[Labeled-object pointing entries]
* begin *
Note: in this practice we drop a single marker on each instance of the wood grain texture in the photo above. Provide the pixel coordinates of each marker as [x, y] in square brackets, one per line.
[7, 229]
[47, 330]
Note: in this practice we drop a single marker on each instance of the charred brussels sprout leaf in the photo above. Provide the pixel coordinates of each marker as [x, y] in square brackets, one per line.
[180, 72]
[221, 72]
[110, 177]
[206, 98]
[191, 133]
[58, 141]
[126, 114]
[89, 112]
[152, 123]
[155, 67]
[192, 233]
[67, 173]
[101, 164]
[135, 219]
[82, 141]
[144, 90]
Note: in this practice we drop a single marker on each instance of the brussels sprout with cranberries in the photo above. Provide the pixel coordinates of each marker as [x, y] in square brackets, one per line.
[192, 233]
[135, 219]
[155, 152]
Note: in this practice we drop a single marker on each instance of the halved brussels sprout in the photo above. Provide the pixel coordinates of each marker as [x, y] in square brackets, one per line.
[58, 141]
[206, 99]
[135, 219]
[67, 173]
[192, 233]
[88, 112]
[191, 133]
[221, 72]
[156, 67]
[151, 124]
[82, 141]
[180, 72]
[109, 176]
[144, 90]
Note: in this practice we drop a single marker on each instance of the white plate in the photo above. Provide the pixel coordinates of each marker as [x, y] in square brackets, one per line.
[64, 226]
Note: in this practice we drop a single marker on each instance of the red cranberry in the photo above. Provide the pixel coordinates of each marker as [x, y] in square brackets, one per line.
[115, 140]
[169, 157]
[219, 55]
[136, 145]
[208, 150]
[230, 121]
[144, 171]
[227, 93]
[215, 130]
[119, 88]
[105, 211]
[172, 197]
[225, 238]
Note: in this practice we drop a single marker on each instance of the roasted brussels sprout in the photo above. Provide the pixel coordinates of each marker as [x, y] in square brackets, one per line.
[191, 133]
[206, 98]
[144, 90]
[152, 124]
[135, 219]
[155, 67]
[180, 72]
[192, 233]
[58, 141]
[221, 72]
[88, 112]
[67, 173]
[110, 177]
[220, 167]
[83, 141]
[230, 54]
* end *
SHORT PROBLEM: Extract, word for word, each line of the listing above.

ANSWER IN FULL:
Note: in this practice we drop a single marker on each instance of the wood grain texture in the photo above. Provide the pixel coordinates of each marker as [x, y] in square brackets, one per line.
[7, 229]
[47, 330]
Note: in this practice we drop a single marker on each instance of the charred brussels sprout leaf in the photo above. Provide the pixel coordinates of each marker as [x, y] in square brackets, one per line.
[180, 72]
[221, 72]
[110, 177]
[206, 98]
[191, 133]
[58, 141]
[126, 114]
[89, 112]
[152, 123]
[155, 67]
[192, 233]
[67, 173]
[101, 164]
[135, 219]
[82, 141]
[144, 90]
Note: in this practice we drop a single marker on each instance of the brussels sprout with cranberries in the photo above. Provide the pixel coordinates of each marker as [x, y] in square brackets, one per line.
[192, 233]
[135, 219]
[155, 152]
Note: in this practice we drop a single marker on each instance of the halved brussels sprout in the photo above. Provide the pixel coordinates of each marker as [x, y] in square brackets, one per line.
[58, 141]
[206, 99]
[135, 219]
[67, 173]
[192, 233]
[88, 112]
[191, 133]
[221, 72]
[156, 67]
[151, 124]
[82, 141]
[180, 72]
[109, 176]
[144, 90]
Note: in this practice we drop a single marker on each instance of the white plate in the photo above. Provide the pixel coordinates of each marker as [x, y] in square brackets, one per line.
[64, 226]
Note: in this practice we drop a single marker on each instance of the red cranberry in the photo above. Provide the pixel coordinates of each marker as [x, y] in square brackets, one per line.
[115, 140]
[169, 157]
[219, 55]
[136, 145]
[208, 150]
[230, 121]
[144, 171]
[227, 93]
[215, 130]
[119, 88]
[105, 211]
[172, 197]
[225, 238]
Note: in this practice we drop a single marker on each instance of the roasted brussels sprout in the photo above. Provide the pixel coordinates of each marker as [x, y] in square brackets, one per line.
[191, 133]
[206, 98]
[144, 90]
[152, 124]
[135, 219]
[155, 67]
[180, 72]
[192, 233]
[58, 141]
[221, 72]
[88, 112]
[67, 173]
[110, 177]
[220, 167]
[83, 141]
[230, 54]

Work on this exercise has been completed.